(Excerpts from a detection dataset)

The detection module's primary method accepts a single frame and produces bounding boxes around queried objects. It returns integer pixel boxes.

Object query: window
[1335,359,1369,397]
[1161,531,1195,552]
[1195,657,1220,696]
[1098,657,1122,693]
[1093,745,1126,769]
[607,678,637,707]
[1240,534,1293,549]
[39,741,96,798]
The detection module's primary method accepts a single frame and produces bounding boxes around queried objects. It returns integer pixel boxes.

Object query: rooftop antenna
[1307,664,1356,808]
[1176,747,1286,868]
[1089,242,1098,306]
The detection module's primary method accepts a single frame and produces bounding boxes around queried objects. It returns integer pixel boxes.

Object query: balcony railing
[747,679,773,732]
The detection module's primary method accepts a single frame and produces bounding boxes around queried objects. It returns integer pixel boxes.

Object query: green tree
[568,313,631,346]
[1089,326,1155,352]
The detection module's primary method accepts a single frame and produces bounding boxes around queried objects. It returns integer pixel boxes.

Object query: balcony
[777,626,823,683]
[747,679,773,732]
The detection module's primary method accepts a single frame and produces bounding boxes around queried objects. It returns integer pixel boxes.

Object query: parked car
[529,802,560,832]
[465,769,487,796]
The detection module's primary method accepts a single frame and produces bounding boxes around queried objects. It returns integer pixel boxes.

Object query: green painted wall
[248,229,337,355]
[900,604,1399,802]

■ OBJECTIVE ■
Retype all of the records above, line for line, changing nothing.

■ RESPONSE BELOW ■
The detection module's primary method accepts a single frame and produces bounding boxes around queried objects. It returns integer pixel boxes.

Object query: window
[1335,359,1369,397]
[1161,531,1195,552]
[1195,657,1220,696]
[1098,657,1122,693]
[1093,745,1126,769]
[607,678,637,707]
[1240,534,1293,549]
[39,741,96,798]
The detection module's primary method accepts a single frame and produces bounding boxes around queried objects. It returns integer pixel boxes.

Object query: rooftop antenna
[1307,664,1356,808]
[1176,747,1286,868]
[1089,242,1098,306]
The detection module's primary method accepts a single frame and produces bounding boxes around queried objects. It returns integer pixel boxes.

Object query: balcony railing
[747,679,773,732]
The detection module's primary method accepts a single frame and produces bounding boxes around queried objects. It returns integer pixel boxes.

Object query: green tree
[568,313,631,346]
[1089,326,1155,352]
The detection module's primary method accepts a single frame and produces bounding boxes around queried objects. It returns integer pixel boxes.

Object query: balcony
[777,626,823,683]
[747,679,773,732]
The detection module's primary method accepts a single frame and produces bounding boxes around queried objects. It returns integer pixel boxes.

Object query: parked car
[529,802,560,832]
[465,769,487,796]
The detection module's primary method accepts a single frame and produces bounding boxes around queried objects. It returns integer pixel boxes.

Object query: green painted wall
[248,229,337,355]
[900,604,1399,802]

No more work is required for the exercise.